▶ Task goal:
Set down, word for word, the part of the multiple regression page that begins at the words "This week: Multiple" and stops after the words "be helpful later)".

▶ Page:
MultipleRegressionModule.utf8.md

title: “Multiple Regression” author: “Bob O’Hara” output: html_document: df_print: paged—

This week: Multiple Regression

We will look at

explaining our dependent variable with more than one explanatory variable
how to fit these models in R
what a design matrix is (this will be helpful later)
how to fit a polynomial model

More Monsters

In the cellar of the museum in Frankfurt we had a population of Schey. These are small creatures that lurk in the dark and eat ancient dust and stale cobwebs. Some of us wanted to know more about them, and whether they could be trained to clean the museum collections.

We caught 100 and measured the amount of dust they could eat in 5 mins, and wanted to explain that by their body size, their gape size (i.e. how large their mouths are).

The Data

Before we have looked at regression against a single covariate. Now we want to look at regression against two covariates: the extension to more than 2 is straightforward.

This is a more common situaiton in practice than regression against a single covariate. Several factors often affect a response, so we need to take this into account. Even worse, they might interact, i.e. the effect of one covariate might depend on the value of another. Sometimes we are interested in all of the effects, at other times we are only interested in some, but we are worried that there are others that might have an effect, and need to be included in the analysis (not including them can bias the results, and also make the estimates worse).

This is our model for simple regression

\[ y_i = \color{red}{\alpha + \beta x_i} + \color{blue}{\varepsilon_i} \]

The obvious extension to two covriates is to simply add on the effect of the second covariate

\[ E(y_i) = \color{red}{\alpha + \beta_1 x_{1i} + \beta_2 x_{2i}} \]

This equation is for a plane (which is just a line in 3D, of course). We can visualise the model (with a bit of difficulty). The plane is the black grid, the data are the red dots, which are either above or below the plane. The blue lines are the residuals: they project the points onto the plane, so we can see where their expected values are.

In many ways this model is almost the same as a simple regression. We have a fitted part, which is just a bit more complicated than before, and residuals, which are the same as before. And in other ways the models are the same, and we can use the same tools on them (e.g. model checking can be done the same way). Indeed, we use the same R function to fit the model (the maths is explained in more detail below):

FullMod <- lm(Dust ~ GapeSize + BodySize, data=Schey)

▶ Entries provided:
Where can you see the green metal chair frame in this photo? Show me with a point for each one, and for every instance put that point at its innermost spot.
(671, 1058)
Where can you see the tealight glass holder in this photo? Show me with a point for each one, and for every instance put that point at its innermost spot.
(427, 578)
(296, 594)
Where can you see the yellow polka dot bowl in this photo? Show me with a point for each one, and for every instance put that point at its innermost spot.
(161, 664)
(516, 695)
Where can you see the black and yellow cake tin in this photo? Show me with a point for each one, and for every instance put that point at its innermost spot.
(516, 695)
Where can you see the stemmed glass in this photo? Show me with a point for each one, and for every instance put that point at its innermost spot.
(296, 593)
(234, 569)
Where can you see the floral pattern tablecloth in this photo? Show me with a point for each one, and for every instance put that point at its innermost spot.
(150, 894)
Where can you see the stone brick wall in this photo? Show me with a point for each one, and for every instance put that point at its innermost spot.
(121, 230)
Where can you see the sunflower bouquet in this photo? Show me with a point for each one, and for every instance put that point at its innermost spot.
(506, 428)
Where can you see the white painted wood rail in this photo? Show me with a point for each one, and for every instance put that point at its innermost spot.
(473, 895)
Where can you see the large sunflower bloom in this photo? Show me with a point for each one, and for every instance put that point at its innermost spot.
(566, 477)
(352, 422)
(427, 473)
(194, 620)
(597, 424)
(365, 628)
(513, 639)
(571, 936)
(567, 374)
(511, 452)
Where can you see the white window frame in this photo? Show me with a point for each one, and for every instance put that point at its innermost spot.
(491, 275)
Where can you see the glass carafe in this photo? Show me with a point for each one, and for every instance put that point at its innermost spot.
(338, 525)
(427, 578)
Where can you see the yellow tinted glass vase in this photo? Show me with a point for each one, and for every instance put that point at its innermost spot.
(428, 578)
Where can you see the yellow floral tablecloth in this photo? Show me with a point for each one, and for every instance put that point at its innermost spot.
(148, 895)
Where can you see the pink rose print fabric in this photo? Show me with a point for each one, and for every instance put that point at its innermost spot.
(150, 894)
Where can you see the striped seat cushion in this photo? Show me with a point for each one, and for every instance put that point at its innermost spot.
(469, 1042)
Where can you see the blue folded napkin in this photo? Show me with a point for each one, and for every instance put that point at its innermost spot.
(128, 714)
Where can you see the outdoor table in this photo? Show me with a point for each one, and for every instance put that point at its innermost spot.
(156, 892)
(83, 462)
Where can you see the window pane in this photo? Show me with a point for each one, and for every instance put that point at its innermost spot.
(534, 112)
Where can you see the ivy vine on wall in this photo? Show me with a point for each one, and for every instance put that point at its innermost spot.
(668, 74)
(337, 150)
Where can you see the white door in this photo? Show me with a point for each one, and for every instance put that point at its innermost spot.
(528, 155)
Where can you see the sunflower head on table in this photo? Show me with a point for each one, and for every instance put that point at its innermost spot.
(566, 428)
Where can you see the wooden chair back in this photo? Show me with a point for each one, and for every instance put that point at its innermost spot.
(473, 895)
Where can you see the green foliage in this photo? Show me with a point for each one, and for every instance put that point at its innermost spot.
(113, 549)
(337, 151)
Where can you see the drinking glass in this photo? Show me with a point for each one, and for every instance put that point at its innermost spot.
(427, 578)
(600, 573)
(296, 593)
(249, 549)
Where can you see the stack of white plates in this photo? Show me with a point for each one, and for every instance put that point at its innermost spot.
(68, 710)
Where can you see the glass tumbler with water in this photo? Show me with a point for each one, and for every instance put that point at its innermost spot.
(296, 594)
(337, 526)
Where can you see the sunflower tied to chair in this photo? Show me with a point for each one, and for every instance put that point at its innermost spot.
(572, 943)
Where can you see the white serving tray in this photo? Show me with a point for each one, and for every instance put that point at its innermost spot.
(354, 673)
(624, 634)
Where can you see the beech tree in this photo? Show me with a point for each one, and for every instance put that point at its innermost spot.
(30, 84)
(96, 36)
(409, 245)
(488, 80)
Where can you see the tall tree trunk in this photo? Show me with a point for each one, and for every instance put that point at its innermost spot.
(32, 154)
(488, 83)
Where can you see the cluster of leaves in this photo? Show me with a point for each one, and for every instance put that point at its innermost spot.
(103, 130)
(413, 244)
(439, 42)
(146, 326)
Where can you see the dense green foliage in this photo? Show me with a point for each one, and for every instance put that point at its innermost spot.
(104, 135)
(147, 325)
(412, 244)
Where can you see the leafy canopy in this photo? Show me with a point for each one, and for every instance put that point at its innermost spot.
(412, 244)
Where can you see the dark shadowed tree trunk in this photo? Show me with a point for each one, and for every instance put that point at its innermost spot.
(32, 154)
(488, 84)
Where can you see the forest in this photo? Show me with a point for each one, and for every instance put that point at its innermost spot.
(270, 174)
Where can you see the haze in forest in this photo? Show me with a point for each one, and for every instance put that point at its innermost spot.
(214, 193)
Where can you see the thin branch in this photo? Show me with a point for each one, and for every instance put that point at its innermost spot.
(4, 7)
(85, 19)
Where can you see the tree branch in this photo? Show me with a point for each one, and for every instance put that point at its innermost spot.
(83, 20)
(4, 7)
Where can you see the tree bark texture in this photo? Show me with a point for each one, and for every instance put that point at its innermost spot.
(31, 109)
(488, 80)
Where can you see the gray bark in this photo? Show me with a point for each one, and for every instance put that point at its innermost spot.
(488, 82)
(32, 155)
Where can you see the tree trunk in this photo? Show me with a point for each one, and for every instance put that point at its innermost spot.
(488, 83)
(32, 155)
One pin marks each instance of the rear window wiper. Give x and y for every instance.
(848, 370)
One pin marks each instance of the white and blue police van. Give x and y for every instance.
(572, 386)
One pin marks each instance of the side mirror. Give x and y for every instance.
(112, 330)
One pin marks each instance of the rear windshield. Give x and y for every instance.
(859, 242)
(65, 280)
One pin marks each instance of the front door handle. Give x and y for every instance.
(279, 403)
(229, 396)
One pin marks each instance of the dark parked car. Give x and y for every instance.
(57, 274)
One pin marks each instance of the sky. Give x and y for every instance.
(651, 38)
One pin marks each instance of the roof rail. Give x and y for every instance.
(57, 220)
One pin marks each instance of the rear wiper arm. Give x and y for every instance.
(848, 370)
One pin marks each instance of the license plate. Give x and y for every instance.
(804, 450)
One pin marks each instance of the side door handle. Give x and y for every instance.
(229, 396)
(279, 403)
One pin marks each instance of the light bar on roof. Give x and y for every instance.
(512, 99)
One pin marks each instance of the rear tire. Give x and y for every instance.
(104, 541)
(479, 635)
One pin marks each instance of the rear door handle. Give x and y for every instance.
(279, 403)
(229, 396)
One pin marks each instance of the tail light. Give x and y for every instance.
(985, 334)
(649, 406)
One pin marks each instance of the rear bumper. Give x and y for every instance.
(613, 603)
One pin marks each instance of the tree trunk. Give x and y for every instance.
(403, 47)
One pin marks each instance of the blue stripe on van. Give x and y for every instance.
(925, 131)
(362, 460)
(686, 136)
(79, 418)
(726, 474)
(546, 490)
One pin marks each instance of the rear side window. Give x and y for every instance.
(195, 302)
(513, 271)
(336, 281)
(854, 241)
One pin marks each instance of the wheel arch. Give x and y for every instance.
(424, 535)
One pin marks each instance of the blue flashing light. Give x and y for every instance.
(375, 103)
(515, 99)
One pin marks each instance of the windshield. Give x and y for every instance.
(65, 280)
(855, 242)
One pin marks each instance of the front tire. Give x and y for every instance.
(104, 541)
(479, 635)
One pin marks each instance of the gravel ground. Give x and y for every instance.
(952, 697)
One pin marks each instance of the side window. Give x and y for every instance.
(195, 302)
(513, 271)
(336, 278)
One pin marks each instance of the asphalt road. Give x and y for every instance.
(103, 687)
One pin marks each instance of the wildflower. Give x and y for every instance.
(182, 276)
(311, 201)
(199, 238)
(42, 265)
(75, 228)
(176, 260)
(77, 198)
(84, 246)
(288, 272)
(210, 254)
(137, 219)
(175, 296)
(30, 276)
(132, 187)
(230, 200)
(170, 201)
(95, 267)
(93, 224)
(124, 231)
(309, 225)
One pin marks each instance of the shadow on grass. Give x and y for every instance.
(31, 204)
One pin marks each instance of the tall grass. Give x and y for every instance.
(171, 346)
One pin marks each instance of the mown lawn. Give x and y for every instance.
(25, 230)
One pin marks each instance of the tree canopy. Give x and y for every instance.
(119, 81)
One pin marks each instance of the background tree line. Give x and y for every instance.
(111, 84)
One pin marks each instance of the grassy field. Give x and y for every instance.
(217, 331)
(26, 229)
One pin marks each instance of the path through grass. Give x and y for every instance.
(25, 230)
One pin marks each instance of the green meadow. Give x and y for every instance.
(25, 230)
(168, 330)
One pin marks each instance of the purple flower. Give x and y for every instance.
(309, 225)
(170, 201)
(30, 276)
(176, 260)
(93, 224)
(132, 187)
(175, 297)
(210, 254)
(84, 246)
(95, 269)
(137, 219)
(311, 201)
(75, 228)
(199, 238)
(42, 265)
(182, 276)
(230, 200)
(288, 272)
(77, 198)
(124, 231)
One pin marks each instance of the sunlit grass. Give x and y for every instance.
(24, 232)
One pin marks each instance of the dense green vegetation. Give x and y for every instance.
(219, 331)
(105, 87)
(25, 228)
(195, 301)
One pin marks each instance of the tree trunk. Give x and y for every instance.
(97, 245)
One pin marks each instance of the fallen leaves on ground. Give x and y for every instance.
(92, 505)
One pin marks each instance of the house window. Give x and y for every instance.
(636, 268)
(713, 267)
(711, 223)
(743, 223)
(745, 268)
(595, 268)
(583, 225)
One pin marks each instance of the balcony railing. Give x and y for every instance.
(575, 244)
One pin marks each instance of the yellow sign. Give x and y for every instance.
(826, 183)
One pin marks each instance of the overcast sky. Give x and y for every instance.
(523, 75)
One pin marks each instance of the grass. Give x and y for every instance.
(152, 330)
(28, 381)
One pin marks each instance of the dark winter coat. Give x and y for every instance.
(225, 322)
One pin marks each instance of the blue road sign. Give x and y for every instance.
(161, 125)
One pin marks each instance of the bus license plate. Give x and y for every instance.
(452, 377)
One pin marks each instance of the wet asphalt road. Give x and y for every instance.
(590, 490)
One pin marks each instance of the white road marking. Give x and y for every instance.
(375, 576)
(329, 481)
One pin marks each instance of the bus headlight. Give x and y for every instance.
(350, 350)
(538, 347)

▶ Reply:
This week: Multiple Regression

We will look at

explaining our dependent variable with more than one explanatory variable
how to fit these models in R
what a design matrix is (this will be helpful later)